### [Source excerpt]
The problem with my last idea are the trajectories. I can't have green forces in this direction because points don't move like I thought. For that, I need to have a rotationnal velocity higher than w1. I use for this gears, that will increase rotationnal velocity. These addionnal gears has no mass (in theory) like that they don't lost energy.

For the cycle: give rotationnal velocity w1 and w2 (and kw2), this is for launch the system. And after let "live" the system like it is, no external motor. There is only friction between magenta/magenta disks. Forces are like that because kw2 > w1. Here I can take w1=10 clockwise, w2=-7 counterclockwise and kw2=21 clockwise.

First image: At start: all disks (or rings) are turning around blue axis at closckwise w1. All bigger green disks are turning at w2 counterclockwise around green axis. All smaller magenta disks are turning at kw2 clockwise with k =3 (in this example but k can be higher). Green disks have mass. Magenta disks haven't mass. Note there is no friction between magenta/green disks because it's gears (and in theroy I consider no friction here).

### [Aim a]
Give the post on the rotating disks again from "First image: At" up to and including "no friction here).", and switch "blue axis" to "central axis".
The post on the rotating disks has nothing to do with the records.

### [Extracted records]
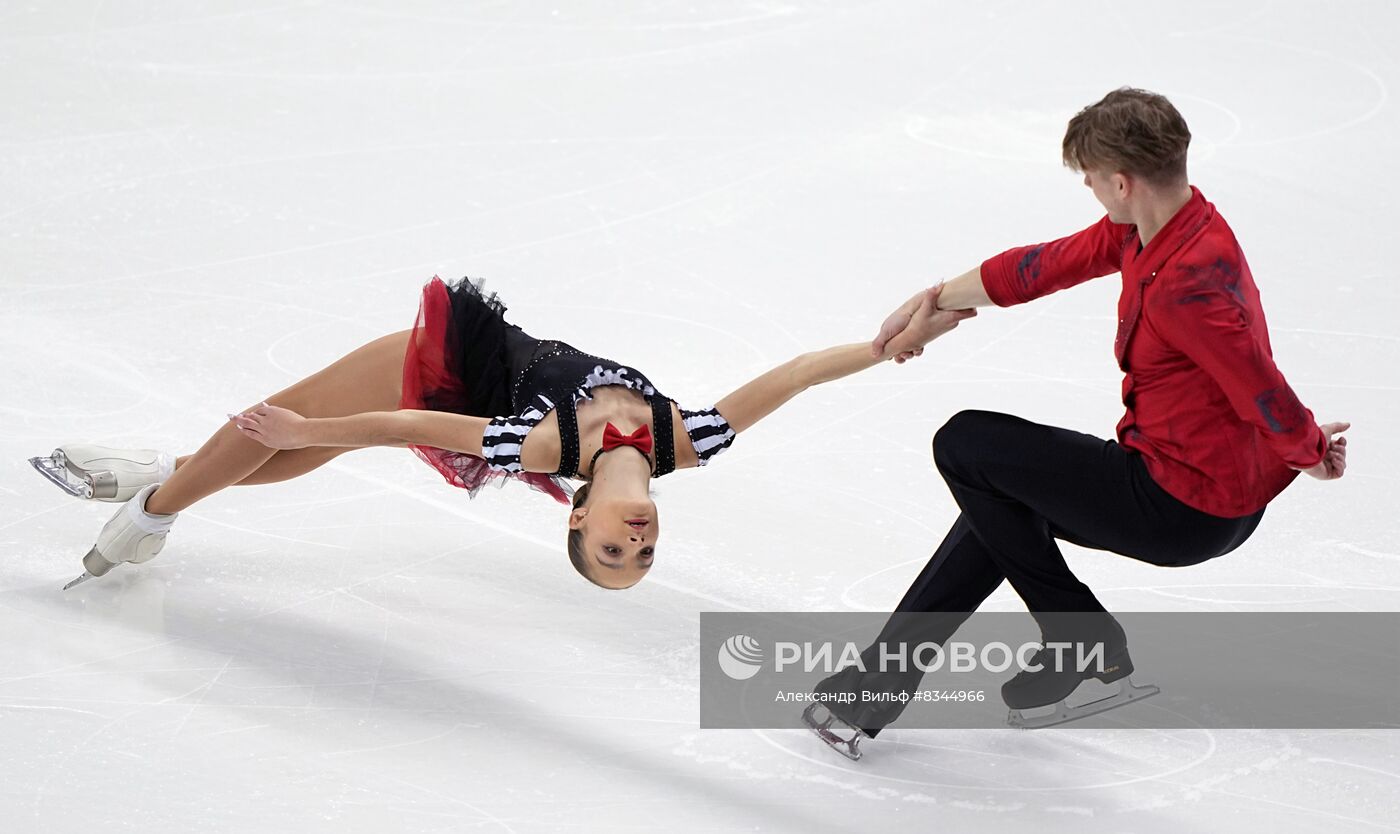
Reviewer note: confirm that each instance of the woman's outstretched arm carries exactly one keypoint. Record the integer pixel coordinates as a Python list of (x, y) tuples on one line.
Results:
[(282, 428), (762, 396)]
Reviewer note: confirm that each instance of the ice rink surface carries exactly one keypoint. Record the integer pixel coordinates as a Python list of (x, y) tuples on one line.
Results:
[(205, 202)]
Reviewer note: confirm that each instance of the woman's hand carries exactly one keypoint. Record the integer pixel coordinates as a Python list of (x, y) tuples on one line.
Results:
[(906, 332), (1334, 459), (273, 427)]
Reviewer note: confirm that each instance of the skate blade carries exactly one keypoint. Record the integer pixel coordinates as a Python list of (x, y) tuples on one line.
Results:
[(1061, 714), (80, 580), (847, 747), (55, 468)]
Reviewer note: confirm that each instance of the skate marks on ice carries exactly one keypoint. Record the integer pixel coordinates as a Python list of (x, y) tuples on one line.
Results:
[(1071, 774)]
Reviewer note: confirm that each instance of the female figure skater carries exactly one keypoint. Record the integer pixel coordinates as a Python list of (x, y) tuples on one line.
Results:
[(478, 399)]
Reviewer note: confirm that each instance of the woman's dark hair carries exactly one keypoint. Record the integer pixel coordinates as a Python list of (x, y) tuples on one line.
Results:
[(576, 542)]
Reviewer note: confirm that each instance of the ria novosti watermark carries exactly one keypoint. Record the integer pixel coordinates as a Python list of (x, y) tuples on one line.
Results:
[(1217, 670), (742, 656)]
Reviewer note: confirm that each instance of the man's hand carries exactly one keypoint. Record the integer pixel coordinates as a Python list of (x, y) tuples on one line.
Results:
[(1334, 461), (273, 427), (916, 323)]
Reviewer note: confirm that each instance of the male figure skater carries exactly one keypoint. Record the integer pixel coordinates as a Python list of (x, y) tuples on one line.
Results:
[(1210, 435)]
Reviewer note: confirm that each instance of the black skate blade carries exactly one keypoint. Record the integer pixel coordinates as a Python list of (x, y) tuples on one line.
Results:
[(55, 469), (822, 728), (1060, 712)]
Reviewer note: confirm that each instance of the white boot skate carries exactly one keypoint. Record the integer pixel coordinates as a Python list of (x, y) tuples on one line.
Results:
[(100, 473), (133, 535)]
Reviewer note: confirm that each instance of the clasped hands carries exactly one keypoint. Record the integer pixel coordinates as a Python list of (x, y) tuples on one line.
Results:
[(917, 322)]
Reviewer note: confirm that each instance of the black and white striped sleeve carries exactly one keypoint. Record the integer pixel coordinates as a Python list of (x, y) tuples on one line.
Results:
[(504, 437), (710, 433)]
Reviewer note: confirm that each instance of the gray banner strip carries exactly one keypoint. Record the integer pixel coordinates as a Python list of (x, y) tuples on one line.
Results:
[(1221, 670)]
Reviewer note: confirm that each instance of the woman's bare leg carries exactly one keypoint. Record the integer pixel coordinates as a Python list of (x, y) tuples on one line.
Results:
[(366, 379)]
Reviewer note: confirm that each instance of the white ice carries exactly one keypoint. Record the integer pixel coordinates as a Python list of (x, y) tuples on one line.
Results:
[(205, 202)]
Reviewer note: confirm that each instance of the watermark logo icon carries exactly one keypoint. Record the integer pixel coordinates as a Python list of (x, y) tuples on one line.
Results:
[(741, 656)]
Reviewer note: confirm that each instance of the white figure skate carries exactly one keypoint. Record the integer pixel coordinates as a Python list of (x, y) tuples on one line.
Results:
[(100, 473), (132, 536)]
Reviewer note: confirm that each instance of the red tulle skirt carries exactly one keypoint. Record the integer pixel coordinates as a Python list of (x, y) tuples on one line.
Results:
[(459, 360)]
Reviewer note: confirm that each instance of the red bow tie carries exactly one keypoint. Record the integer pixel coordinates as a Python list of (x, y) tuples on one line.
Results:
[(639, 440)]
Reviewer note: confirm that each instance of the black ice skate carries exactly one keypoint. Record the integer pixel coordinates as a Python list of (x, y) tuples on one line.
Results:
[(1060, 676), (833, 731)]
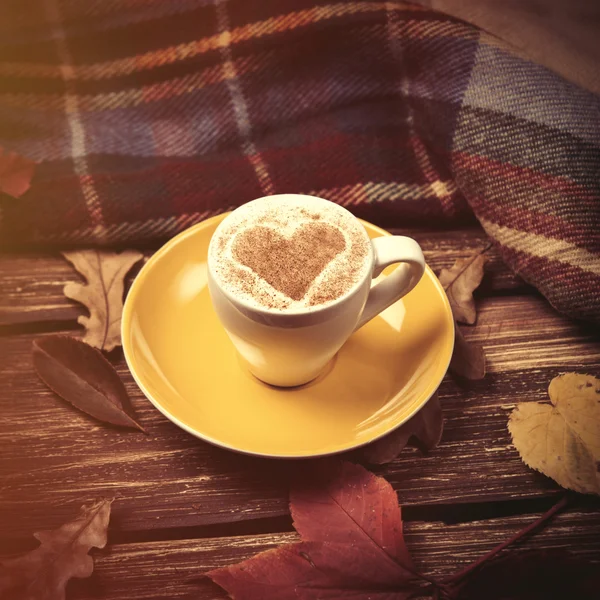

### [Aim b]
Please quote the records from the line with "Reviewer note: confirm that each instance of the watermark" up to and including the line with "[(100, 473), (132, 536)]".

### [Finished answer a]
First image: At start: all disks (or rings) are turning around central axis at closckwise w1. All bigger green disks are turning at w2 counterclockwise around green axis. All smaller magenta disks are turning at kw2 clockwise with k =3 (in this example but k can be higher). Green disks have mass. Magenta disks haven't mass. Note there is no friction between magenta/green disks because it's gears (and in theroy I consider no friction here).

### [Finished answer b]
Reviewer note: confirm that each instance of the watermark logo icon carries exactly one keypoint. Record the integer pixel coordinates as a Python list of (x, y) tuples on one line.
Results:
[(741, 656)]
Reviewer note: confirm that each instance of the white figure skate carries exactly one keypoint. Record the integer pixel coordinates as a Python list of (x, y) tuples on one line.
Results:
[(100, 473), (132, 536)]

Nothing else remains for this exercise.